The not-for-profit organization known today as WEDI [Westminster Economic Development Initiative] had a pretty humble beginning. Bonnie Smith has worked with them almost from the very start. She has witnessed the various changes and improvements happening not just within the program, but all over the West Side community. This February, WEDI is celebrating their 10-year anniversary. We sat down with Bonnie at the WEDI headquarters on Grant Street to discuss how the program has grown over the years, helping immigrants to start businesses and thereby leading in the evolution of the West Side.
How and why did WEDI begin?
 We [Westminster Presbyterian Church] had been working with Habitat for Humanity, and the city suggested that we adopt a street. We adopted Ferguson Avenue and we had work crews which helped built houses. The church felt close to this part of the city. We ended up working with kids from this area on their homework, and it all coalesced on the West Side.
Between 2004 and 2006, we hoped to raise some significant money and wanted to reach out into the community. We felt that we should stay involved with the West Side. We decided to help businesses get started here. Instead of taking our money and giving it to people, we wanted to help people make money themselves. Two of our founders made a contribution with the stipulation that this would get started. In order to look for grants, we became our own not-for-profit, our own entity separate from the church, in 2006. There was no staff at that time, just one person working ten hours a week.
One of founders, the president of the board, said to me when I was recruited, “Bonnie, you know how to speak Spanish. That will be fine. The West Side is full of Spanish-speaking people.” I laugh because when I got over here and started working, I found that my Spanish was of very little help. The West Side was full of immigrants from all over the world. WEDI did not know that until I started working. It was grassroots. We would sit at the library on Grant and having an open talk. In 2009 we started collaborating with agencies and community leaders, such as Councilman David Rivera, Journey’s End, PUSH Buffalo, and Jericho Road.  We discussed how to help the West Side and came up with an international marketplace, which we eventually named the West Side Bazaar.
Didn’t you change locations [for the West Side Bazaar] within the last few years?
We started on Grant near Lafayette . We had six booths. It was very small. The only staff member was me, and I said to the board that we should eliminate my position and put that money towards a manager of the Bazaar.
Tell us about the challenges you faced back when you started.
There were naysayers when we started the bazaar in 2009, who said we couldn’t do it. One of the challenges was due to the competitive nature of various agencies in the area. We didn’t intend to be competitive. But this competitiveness was something we helped people to get away from. Surely there was enough need for all of us to be there, and even more need than what we could accomplish. Growing is difficult; you come to plateaus. I remember going to the board and saying that if we don’t hire an Executive Director we might as well close the doors because we couldn’t rely on volunteers. They heard me and we figured out how to finance it. Working without staff was very difficult.
How far ahead did you think as far as the future of WEDI?
We never had a vision as big as WEDI has become. Never. We had no idea it could become what it has become. In starting the bazaar, we realized that the people we were working with couldn’t get any money; banks don’t like to administer loans that small, and most didn’t have good credit. It became apparent we had to find a way to loan money, and we had a loan fund. We eventually started lending money informally. Right after the bazaar opened, we decided to apply for the 21st Century Grant from the Community Foundation – a competitive grant. We won after a tie with the Theodore Roosevelt Historic Site. With this $100,000, we expanded the bazaar.  We built the kitchen and can now accommodate about 21 merchants. WEDI has continued to grow our loan program and client base in the bazaar and the community.

--*--

> **Exercise 1**: From the WEDI interview, extract the passage starting at "We never had" and ending at "and the community.", copied word for word.
> **Exercise 2**: According to the WEDI interview, in what year did WEDI become a not-for-profit separate from the church?

Detection annotation records:
--*--

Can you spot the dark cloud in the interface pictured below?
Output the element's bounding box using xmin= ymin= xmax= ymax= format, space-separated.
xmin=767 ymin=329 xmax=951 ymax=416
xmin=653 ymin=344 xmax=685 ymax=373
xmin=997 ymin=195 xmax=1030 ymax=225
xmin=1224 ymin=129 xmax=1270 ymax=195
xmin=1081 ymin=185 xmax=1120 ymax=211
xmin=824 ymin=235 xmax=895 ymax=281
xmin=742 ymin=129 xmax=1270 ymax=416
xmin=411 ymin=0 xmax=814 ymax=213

--*--

> **Exercise result 1**:
We never had a vision as big as WEDI has become. Never. We had no idea it could become what it has become. In starting the bazaar, we realized that the people we were working with couldn’t get any money; banks don’t like to administer loans that small, and most didn’t have good credit. It became apparent we had to find a way to loan money, and we had a loan fund. We eventually started lending money informally. Right after the bazaar opened, we decided to apply for the 21st Century Grant from the Community Foundation – a competitive grant. We won after a tie with the Theodore Roosevelt Historic Site. With this $100,000, we expanded the bazaar.  We built the kitchen and can now accommodate about 21 merchants. WEDI has continued to grow our loan program and client base in the bazaar and the community.

> **Exercise result 2**: 2006